Exercise description:
Type out the complete listing below word for word, without its pictures.

Records supplied:

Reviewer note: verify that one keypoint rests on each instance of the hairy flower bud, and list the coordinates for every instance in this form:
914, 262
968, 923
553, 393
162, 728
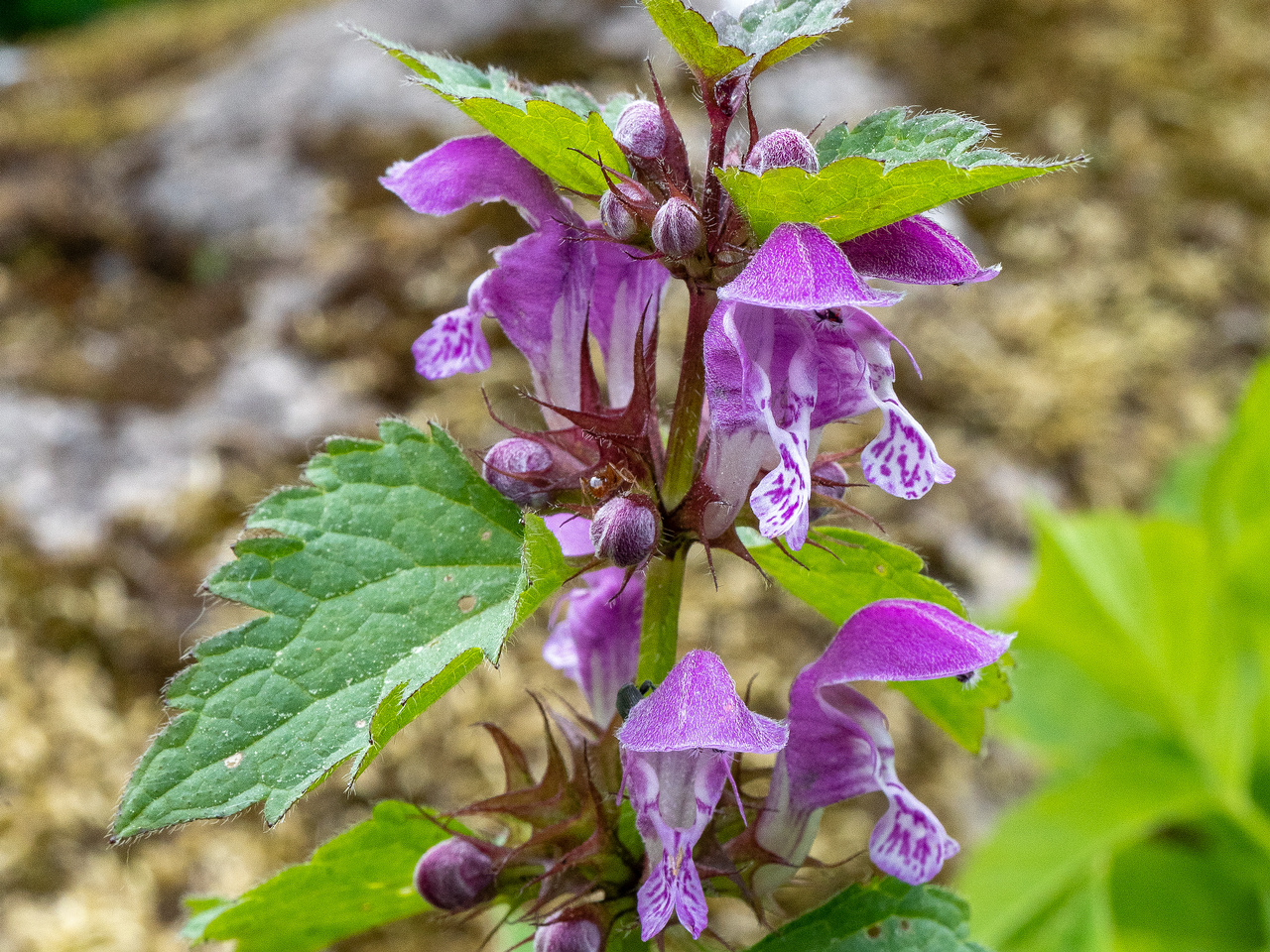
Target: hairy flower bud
568, 936
828, 480
508, 460
677, 230
454, 875
640, 131
781, 149
619, 221
626, 530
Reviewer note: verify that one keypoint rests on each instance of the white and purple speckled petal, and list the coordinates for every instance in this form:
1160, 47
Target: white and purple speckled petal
908, 842
453, 344
799, 268
901, 458
594, 636
783, 498
622, 291
698, 707
916, 252
674, 796
839, 746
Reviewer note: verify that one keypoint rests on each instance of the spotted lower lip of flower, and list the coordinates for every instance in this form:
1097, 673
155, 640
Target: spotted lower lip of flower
594, 636
677, 748
839, 746
775, 379
545, 289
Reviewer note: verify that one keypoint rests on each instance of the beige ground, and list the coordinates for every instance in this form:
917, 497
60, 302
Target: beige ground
1134, 298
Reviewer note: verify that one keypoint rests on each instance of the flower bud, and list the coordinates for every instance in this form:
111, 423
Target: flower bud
568, 936
454, 875
626, 530
619, 221
640, 131
511, 458
677, 230
781, 149
828, 480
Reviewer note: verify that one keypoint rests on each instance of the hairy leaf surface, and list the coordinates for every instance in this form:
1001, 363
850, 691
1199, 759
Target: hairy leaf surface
384, 583
884, 915
359, 880
561, 128
888, 168
855, 569
763, 35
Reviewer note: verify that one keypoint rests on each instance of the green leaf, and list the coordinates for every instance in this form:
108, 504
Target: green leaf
1043, 847
855, 569
359, 880
766, 32
884, 915
561, 128
1236, 502
888, 168
1169, 895
1078, 921
1138, 607
385, 581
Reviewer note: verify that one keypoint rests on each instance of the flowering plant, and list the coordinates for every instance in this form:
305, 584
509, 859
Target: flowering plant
400, 567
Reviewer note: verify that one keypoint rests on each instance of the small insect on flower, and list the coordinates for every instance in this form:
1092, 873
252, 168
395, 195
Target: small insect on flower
631, 694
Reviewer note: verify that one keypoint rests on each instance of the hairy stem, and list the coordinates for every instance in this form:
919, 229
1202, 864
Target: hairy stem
686, 420
659, 631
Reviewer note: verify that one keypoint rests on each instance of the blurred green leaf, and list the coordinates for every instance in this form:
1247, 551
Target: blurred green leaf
359, 880
884, 915
888, 168
853, 569
1170, 893
385, 583
1152, 633
1042, 848
765, 33
561, 128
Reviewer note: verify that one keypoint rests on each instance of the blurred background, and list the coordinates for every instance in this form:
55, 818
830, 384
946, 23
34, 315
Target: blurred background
200, 278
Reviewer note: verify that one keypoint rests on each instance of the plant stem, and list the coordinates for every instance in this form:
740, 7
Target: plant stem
659, 630
686, 420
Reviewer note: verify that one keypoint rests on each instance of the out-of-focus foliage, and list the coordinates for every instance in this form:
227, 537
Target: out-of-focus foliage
19, 17
1143, 661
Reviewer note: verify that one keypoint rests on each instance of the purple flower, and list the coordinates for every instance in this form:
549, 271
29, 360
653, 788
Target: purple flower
677, 748
593, 633
594, 636
839, 746
916, 252
544, 287
788, 352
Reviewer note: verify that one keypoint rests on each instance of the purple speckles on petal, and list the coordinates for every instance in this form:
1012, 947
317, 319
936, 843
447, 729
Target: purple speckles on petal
910, 842
801, 268
839, 746
452, 344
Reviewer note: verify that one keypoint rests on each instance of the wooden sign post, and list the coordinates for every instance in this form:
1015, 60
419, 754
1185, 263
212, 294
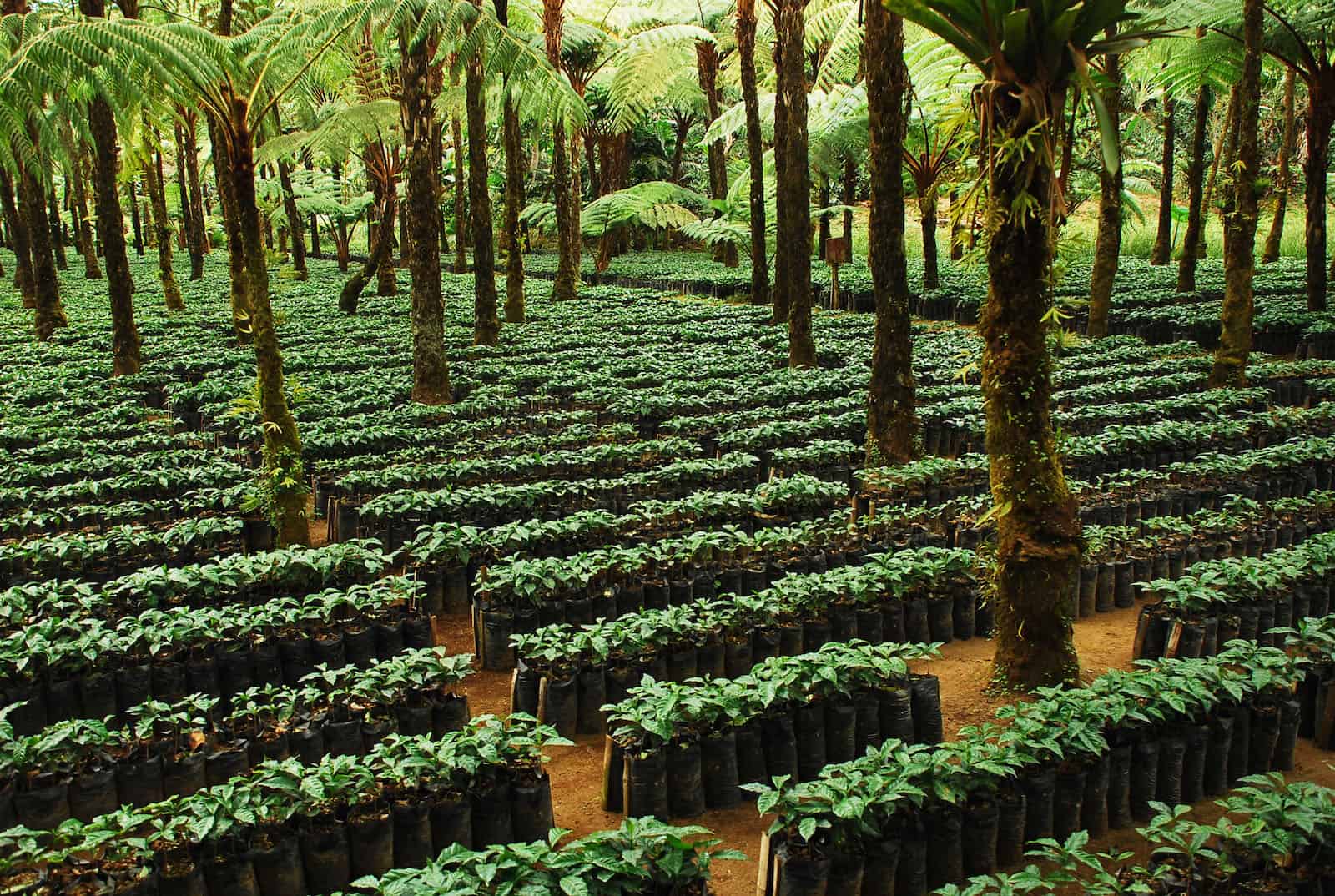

Exercise solution:
Reviewer note: verify that one keypoint rests on each instance of the hairy flower bud, and list the coordinates for every instance in this form:
914, 262
968, 923
553, 393
162, 728
Target: hairy flower bud
568, 936
828, 480
508, 460
677, 230
454, 875
640, 131
781, 149
619, 221
626, 530
Reviewer note: verify that one keypoint rests on each instance of the white and purple speckled petal, and list the coordinates for every instance in this form:
1160, 47
Target: white and purple speckled petal
908, 842
453, 344
799, 268
901, 458
594, 636
783, 498
622, 291
698, 707
916, 252
674, 796
839, 746
Reviewer note: verify that one keypoint rests on each instance of the spotted lower lip of flower, and list the coordinates for every instance in this form:
1097, 673
155, 640
Target: spotted lower lip of flower
594, 636
677, 748
839, 746
775, 379
545, 289
Reviewer note: verify that one keypoint rests on each instance of the beige ground, and list the coordinates for every instance in this form:
917, 497
60, 302
Target: beige ground
1134, 298
Reviewer note: verify that one keypoint rests on each instance of the flower bud, and list the coordinates for every instance in this form:
111, 423
Target: flower bud
568, 936
454, 875
626, 530
619, 221
640, 131
511, 458
677, 230
781, 149
828, 480
Reviewer note: verify that one keypoint rests on each instance of the hairy leaf surface, and list the coordinates for every instance in this form:
1001, 363
850, 691
1199, 759
Target: hairy leaf surface
384, 583
884, 915
359, 880
561, 128
888, 168
855, 569
763, 35
Reviewer note: verify that one keypoint rests on each instance of the green leaf, and list the coordinates for every instance in this form:
108, 504
Target: green leaf
1043, 847
855, 569
359, 880
766, 32
884, 915
561, 128
1236, 502
888, 168
1169, 895
1078, 921
1138, 607
385, 581
Reviewer note: verify that one keypoint rests on each instance of the flowering plant, and list the coordinates for every instance in this form:
305, 584
509, 859
Target: flowering plant
400, 567
Reviewer note: verify that one keypoint rests on each instance of the small insect on flower, and list the coordinates for every instance in this form:
1092, 873
252, 168
395, 195
Target: small insect on flower
631, 694
Reviewer note: verify that one keypoint rests on each instance of the hairy stem, and list the coordinates for every instance in this form:
919, 229
1202, 864
Target: hairy stem
686, 420
659, 631
Reviewer note: verify that one keypoint rests on each instance of the blurred green leaf, and list the coordinates for every instance in this form:
1247, 551
Target: blurred green leaf
359, 880
884, 915
888, 168
853, 569
1170, 893
385, 583
1152, 633
1042, 848
765, 33
561, 128
Reviewer note: verify that one keypoint rests on each instance of the blurred background, and list the coordinates for every instance in this form:
55, 818
830, 384
946, 23
34, 315
Target: blurred background
200, 278
Reviewer note: verify that one keypoint rests on each instance of the plant stem, and list the coordinates for every instance in this form:
740, 7
Target: plant stem
659, 630
686, 420
Reviewer note: verify that one keypoint rests on each instance of the out-of-focus foliage, and list the coordinates for every instance in this form:
227, 537
Target: out-of-focus foliage
19, 17
1143, 661
Reviewer note: verify that one keypoint rests on each instance of the purple flower, and list the coordinates for every instance in this form:
549, 271
29, 360
653, 788
Target: purple flower
677, 748
593, 633
594, 636
839, 746
916, 252
544, 287
788, 352
Reviewer note: verify that one keypoint rests on each instance of the purple speckles on petal, and list the coordinates for every instance in this form:
1012, 947
317, 319
936, 843
447, 729
Target: purple speckles on petal
910, 842
801, 268
839, 746
452, 344
Reviewer note: verify that one keypoint rests on each instance of the wooden sign post, and list the coordinates for every instance in this form:
1015, 60
419, 754
1185, 263
212, 294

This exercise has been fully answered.